═════ INFORMATION GIVEN

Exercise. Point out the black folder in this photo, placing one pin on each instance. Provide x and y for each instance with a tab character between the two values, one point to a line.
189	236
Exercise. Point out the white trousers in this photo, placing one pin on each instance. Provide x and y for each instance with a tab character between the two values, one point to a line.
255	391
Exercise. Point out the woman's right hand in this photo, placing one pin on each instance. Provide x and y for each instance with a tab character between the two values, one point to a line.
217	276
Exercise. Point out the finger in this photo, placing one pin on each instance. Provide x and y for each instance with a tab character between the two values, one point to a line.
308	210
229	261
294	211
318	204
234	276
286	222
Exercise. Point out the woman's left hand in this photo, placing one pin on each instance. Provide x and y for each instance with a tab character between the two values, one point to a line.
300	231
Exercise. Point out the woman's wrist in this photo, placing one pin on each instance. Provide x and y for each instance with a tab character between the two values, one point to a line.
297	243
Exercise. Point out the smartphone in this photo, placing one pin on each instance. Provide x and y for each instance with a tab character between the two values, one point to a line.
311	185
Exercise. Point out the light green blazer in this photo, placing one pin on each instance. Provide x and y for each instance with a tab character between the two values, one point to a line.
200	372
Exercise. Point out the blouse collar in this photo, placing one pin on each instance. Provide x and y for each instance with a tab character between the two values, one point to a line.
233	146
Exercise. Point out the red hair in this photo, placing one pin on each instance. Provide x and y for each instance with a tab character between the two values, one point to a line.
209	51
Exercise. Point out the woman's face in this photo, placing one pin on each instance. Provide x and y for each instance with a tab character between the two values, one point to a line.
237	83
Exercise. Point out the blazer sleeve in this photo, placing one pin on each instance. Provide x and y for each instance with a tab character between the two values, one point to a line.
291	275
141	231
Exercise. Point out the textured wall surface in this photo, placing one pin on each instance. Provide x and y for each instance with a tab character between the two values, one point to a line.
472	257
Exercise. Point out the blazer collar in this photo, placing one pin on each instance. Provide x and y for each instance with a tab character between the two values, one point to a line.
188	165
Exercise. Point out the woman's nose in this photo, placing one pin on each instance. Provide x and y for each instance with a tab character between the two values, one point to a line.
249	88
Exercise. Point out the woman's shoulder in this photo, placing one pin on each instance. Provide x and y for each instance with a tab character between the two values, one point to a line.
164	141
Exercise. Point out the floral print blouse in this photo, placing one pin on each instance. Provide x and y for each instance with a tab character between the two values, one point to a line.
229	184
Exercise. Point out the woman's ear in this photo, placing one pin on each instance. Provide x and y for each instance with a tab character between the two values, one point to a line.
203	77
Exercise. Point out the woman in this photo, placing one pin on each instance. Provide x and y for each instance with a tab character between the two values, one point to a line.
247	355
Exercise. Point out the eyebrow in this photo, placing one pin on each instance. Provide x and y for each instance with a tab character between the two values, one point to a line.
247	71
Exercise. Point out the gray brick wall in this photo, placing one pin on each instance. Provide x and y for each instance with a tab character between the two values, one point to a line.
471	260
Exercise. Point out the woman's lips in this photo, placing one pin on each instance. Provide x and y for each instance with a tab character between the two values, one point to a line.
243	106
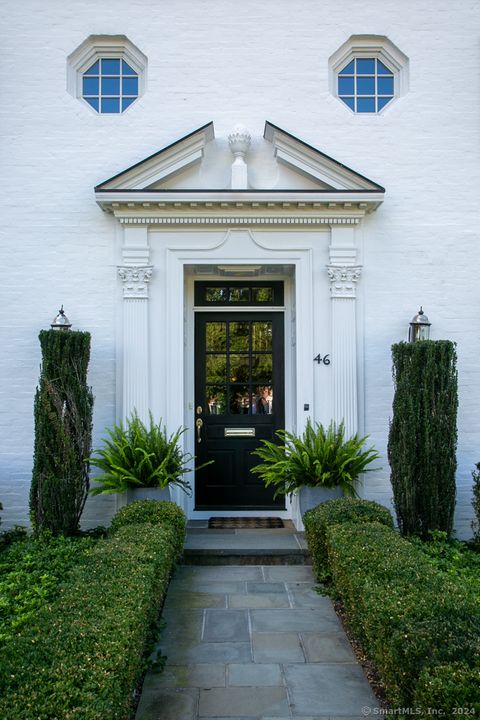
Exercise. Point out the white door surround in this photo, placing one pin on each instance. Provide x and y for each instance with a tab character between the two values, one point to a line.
309	235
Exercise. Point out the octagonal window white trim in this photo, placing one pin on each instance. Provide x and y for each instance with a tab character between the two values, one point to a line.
98	47
366	47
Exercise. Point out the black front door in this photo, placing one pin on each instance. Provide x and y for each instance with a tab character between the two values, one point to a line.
239	400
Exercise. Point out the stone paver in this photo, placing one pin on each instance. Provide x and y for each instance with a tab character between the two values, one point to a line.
321	689
253	643
255	702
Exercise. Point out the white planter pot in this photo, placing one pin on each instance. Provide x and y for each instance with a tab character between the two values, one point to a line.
134	494
310	497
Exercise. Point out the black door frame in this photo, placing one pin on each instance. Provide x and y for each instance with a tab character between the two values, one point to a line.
239	314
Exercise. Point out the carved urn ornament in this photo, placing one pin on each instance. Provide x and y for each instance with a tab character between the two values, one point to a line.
239	141
419	327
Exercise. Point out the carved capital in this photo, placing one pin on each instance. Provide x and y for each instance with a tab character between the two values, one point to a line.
343	279
135	280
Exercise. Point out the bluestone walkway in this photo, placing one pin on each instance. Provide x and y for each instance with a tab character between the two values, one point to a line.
253	641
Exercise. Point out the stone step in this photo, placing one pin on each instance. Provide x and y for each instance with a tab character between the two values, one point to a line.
242	557
283	546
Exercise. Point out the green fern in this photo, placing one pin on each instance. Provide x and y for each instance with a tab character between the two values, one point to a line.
318	458
141	456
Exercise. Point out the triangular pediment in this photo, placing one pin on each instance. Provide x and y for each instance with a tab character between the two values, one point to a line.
278	161
305	160
174	160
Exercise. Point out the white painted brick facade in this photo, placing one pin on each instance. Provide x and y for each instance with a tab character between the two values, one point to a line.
228	61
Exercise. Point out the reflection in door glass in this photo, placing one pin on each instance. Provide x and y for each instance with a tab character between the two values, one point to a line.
261	336
239	368
216	368
263	400
239	295
216	400
216	336
240	402
239	336
216	294
262	295
262	368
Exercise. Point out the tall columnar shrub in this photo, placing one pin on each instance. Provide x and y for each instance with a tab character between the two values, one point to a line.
476	503
423	435
63	428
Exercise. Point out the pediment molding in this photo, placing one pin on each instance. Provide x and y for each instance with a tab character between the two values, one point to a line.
313	163
341	195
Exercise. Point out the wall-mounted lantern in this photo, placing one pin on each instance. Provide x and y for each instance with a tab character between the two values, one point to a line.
419	327
60	321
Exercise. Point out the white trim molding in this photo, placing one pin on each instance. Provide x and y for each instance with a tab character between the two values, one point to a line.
371	46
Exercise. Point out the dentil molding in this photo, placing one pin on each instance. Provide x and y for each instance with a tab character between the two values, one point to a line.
135	280
343	279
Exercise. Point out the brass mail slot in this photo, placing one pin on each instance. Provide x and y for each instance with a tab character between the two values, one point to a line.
239	432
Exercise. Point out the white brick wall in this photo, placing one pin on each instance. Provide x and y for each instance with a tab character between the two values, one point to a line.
227	61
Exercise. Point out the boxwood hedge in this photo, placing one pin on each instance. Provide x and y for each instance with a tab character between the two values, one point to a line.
83	655
410	618
329	513
156	512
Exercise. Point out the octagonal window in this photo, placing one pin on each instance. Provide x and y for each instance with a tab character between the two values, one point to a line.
107	72
368	73
110	85
366	85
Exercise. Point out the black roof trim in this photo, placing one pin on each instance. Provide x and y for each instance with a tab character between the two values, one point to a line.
234	191
311	147
98	188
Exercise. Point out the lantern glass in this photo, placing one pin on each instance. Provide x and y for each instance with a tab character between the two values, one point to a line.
60	321
419	327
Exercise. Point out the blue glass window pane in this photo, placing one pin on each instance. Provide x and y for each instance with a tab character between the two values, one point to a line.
110	105
90	86
126	102
382	102
350	102
365	104
348	70
366	66
345	86
126	69
94	70
385	86
130	86
93	102
366	86
382	69
110	67
110	86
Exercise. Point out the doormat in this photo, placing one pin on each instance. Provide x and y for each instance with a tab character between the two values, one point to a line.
219	523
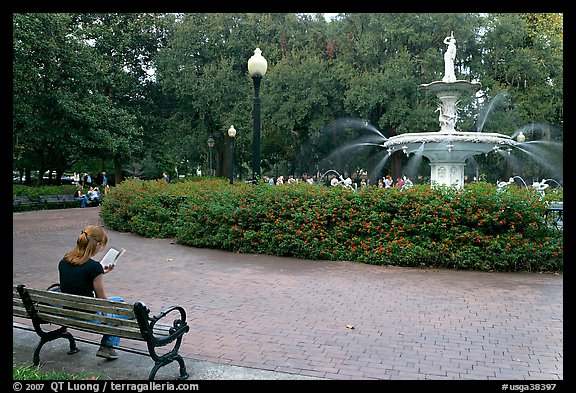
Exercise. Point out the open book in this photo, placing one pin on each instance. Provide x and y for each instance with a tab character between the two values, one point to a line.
112	257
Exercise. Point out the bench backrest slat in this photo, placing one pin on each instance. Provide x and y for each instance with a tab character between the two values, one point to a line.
93	326
88	304
80	312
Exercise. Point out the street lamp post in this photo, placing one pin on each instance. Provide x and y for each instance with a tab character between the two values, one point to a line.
211	142
257	66
232	134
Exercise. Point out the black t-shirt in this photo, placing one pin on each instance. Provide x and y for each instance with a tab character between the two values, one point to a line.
79	279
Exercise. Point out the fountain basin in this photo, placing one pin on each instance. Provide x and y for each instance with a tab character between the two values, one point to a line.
448	151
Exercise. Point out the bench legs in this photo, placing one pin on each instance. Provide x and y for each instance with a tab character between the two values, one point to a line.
160	362
51	336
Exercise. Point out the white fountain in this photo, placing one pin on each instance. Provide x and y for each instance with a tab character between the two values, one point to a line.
448	148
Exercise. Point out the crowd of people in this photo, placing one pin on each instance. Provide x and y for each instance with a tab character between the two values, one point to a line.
93	196
341	181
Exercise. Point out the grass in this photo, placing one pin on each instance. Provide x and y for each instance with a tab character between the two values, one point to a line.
21	372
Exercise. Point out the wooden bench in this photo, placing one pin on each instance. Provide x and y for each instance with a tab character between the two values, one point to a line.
62	201
53	313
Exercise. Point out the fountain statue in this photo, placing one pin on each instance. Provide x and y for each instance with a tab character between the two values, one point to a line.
448	148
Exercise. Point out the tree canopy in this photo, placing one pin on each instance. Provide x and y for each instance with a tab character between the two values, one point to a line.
140	93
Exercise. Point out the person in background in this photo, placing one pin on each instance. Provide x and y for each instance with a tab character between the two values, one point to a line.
81	275
388	181
80	196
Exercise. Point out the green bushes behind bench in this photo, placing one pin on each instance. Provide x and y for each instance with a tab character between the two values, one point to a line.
476	228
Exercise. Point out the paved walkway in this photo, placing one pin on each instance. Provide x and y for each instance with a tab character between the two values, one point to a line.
320	319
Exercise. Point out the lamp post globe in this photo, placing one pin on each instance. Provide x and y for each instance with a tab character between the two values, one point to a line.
257	66
231	135
211	141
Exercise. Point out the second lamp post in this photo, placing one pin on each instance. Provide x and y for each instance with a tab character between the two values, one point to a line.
232	134
211	141
257	66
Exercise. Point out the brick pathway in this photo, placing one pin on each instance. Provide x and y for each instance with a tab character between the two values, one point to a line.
335	320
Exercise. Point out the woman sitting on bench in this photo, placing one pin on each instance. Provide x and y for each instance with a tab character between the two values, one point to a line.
82	275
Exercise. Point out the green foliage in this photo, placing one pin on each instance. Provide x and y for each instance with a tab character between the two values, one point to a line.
21	372
479	227
36	191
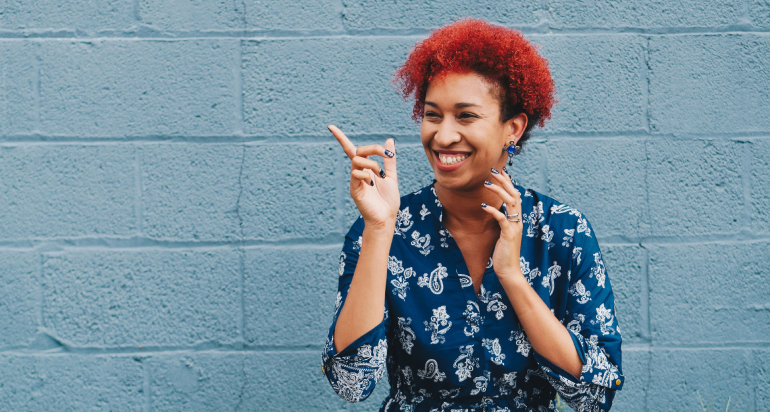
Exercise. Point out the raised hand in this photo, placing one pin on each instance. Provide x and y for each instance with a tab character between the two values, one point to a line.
375	191
506	259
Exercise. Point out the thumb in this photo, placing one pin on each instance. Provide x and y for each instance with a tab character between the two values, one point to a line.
390	162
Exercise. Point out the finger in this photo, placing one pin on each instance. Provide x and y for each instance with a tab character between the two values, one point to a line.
364	163
362	175
347	146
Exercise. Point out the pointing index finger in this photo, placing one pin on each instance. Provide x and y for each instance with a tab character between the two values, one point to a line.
347	146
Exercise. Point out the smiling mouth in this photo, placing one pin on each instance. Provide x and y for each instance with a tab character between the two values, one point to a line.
450	160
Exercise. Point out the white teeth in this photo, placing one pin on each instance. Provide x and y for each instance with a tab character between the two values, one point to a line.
450	160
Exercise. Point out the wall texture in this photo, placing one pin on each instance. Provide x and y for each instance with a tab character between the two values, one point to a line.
172	206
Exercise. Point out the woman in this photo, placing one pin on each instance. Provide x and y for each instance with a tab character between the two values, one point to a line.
476	293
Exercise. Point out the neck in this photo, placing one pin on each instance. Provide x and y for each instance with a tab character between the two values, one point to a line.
463	211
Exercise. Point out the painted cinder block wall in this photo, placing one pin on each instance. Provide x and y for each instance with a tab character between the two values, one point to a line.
172	206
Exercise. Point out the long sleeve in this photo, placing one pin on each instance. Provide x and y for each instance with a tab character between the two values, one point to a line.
354	372
593	326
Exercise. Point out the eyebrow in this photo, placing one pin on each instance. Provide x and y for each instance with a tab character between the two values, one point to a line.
457	105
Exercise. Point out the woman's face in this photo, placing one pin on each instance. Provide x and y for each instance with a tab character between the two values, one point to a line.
462	126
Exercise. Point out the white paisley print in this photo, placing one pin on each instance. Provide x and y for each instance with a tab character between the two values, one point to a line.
448	348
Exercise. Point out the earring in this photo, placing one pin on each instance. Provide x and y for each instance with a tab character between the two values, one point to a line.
512	150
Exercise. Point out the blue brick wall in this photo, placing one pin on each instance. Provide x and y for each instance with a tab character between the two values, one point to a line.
172	206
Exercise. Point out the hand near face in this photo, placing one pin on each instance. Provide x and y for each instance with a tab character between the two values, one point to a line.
506	258
376	197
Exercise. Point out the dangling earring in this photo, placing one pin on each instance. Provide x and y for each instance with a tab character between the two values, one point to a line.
512	150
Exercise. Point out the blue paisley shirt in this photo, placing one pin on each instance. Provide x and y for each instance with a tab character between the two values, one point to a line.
446	348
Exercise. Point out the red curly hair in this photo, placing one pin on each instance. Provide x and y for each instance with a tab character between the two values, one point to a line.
500	54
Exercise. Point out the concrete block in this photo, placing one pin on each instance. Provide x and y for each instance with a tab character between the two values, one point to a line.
67	382
58	15
299	86
431	14
598	79
190	191
273	378
709	83
624	268
18	82
680	375
289	294
19	298
694	187
184	87
200	381
605	179
51	191
720	297
289	191
143	298
636	369
187	15
760	186
647	14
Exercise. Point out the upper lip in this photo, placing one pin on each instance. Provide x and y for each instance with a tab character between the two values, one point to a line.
451	152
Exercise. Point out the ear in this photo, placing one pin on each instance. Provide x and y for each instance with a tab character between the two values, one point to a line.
515	127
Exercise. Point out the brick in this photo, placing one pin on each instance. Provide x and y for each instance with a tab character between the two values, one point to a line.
18	73
20	302
59	15
760	185
421	14
719	297
197	381
647	14
680	373
603	73
170	88
299	86
624	268
289	294
603	179
143	298
636	370
190	191
709	83
228	15
694	187
54	191
272	389
69	382
289	191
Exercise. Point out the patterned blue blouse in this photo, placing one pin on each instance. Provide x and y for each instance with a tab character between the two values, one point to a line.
447	349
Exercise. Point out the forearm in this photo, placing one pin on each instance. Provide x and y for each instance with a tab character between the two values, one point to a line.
546	334
364	306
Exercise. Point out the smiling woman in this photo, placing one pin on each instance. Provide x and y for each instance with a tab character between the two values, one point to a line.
475	293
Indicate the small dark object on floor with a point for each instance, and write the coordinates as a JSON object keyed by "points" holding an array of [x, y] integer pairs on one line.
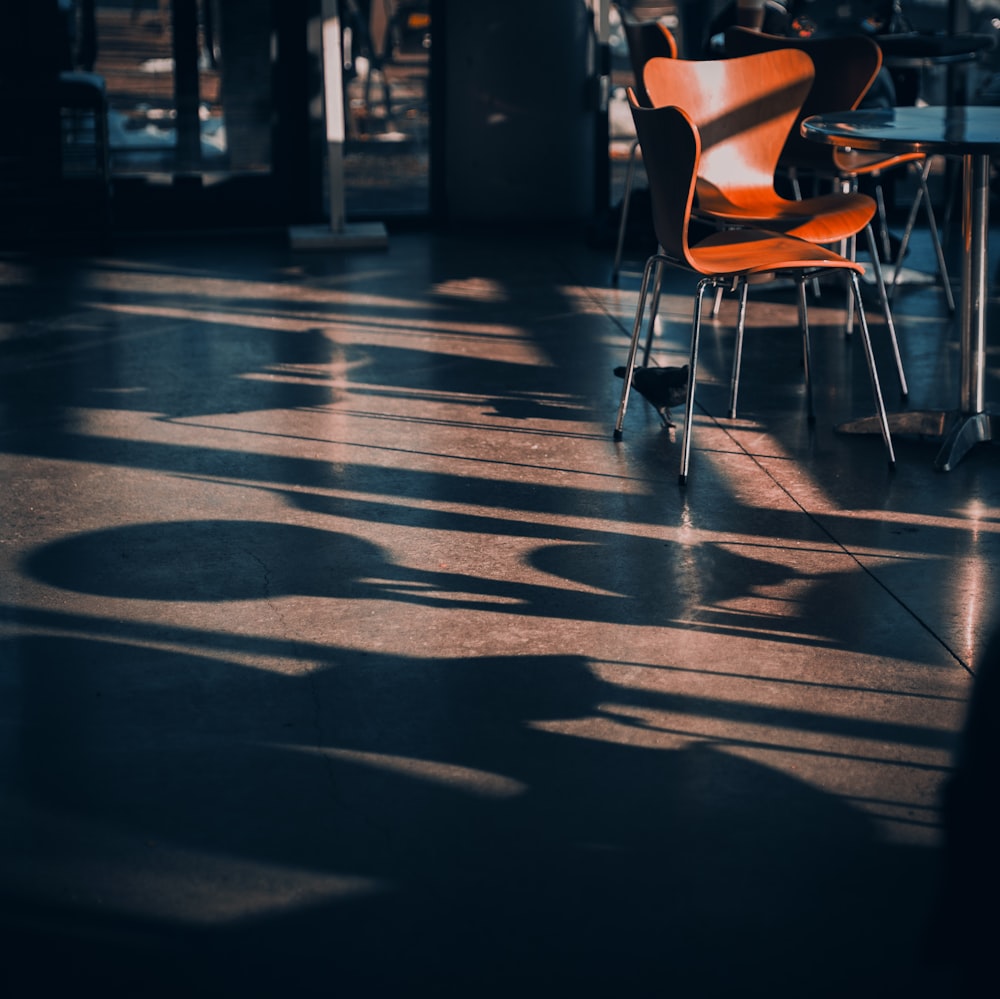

══════════

## [YOUR INSTRUCTIONS]
Can the lines from the one with "Exercise. Point out the forearm" to the end of the records above be quoted exactly, both ends included, with every picture omitted?

## [CORRECT RESPONSE]
Exercise. Point out the forearm in this photo, placing one pin on each instance. Provide x and y for each instance with a tab character between the two values, one point to a line.
546	334
364	306
Exercise. Point out the smiling woman in this photo, placing one pin on each instance. Provide x and y for each instance with a tab character between the two values, one point to a line.
475	293
Indicate the small dark object on floor with a point for each instance, and write the coordinates as a JSON object keyed by "points" holding an array of [x, y] integer pairs on one line.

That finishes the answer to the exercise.